- WHAT THE TASK REQUIRES
Swap "innermost" for "central" in the lines from the one containing "like [972, 641]." through the end, leaving everything else as it is.

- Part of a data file
══════════════════════════════
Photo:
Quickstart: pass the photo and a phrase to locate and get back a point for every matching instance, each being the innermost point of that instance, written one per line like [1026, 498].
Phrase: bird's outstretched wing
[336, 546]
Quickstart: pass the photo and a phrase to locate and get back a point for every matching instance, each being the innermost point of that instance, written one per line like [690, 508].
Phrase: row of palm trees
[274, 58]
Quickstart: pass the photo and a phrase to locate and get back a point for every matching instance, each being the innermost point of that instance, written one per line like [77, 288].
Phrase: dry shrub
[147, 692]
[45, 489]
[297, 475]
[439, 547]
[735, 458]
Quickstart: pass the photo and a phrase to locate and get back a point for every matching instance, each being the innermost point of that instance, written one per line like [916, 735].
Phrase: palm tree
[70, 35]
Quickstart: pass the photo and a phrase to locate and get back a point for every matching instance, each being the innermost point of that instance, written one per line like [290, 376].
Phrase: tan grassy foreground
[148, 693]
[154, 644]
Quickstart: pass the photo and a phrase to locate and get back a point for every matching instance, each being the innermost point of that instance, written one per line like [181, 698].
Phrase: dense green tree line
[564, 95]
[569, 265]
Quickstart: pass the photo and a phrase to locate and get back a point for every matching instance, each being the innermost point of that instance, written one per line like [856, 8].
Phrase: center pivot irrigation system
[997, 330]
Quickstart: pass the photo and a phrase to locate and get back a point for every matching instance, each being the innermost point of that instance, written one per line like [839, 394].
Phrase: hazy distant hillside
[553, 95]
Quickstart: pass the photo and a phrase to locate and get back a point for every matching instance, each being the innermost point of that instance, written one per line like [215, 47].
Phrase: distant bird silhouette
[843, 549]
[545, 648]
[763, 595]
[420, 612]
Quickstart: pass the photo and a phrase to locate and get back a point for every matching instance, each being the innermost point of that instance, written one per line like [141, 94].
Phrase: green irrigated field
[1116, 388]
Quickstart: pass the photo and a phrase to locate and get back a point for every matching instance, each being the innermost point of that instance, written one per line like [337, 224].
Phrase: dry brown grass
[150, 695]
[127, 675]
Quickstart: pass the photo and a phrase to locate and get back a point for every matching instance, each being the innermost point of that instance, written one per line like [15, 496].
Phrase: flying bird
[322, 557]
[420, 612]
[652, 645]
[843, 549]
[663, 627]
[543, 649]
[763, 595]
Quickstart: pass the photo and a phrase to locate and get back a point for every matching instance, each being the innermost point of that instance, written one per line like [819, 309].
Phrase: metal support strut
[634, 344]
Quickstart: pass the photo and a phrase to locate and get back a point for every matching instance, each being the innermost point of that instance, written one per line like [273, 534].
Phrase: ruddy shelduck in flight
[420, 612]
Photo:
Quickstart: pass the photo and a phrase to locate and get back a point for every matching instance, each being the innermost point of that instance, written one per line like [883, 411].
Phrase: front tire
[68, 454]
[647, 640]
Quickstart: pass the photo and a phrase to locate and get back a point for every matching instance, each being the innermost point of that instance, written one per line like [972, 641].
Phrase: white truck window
══════════════════════════════
- RESULT OF THIS EXERCISE
Quickstart: pass the photo and a phrase to locate and get back a point for every matching instance, each being the central point of that instance, written one per line like [972, 641].
Phrase: white truck window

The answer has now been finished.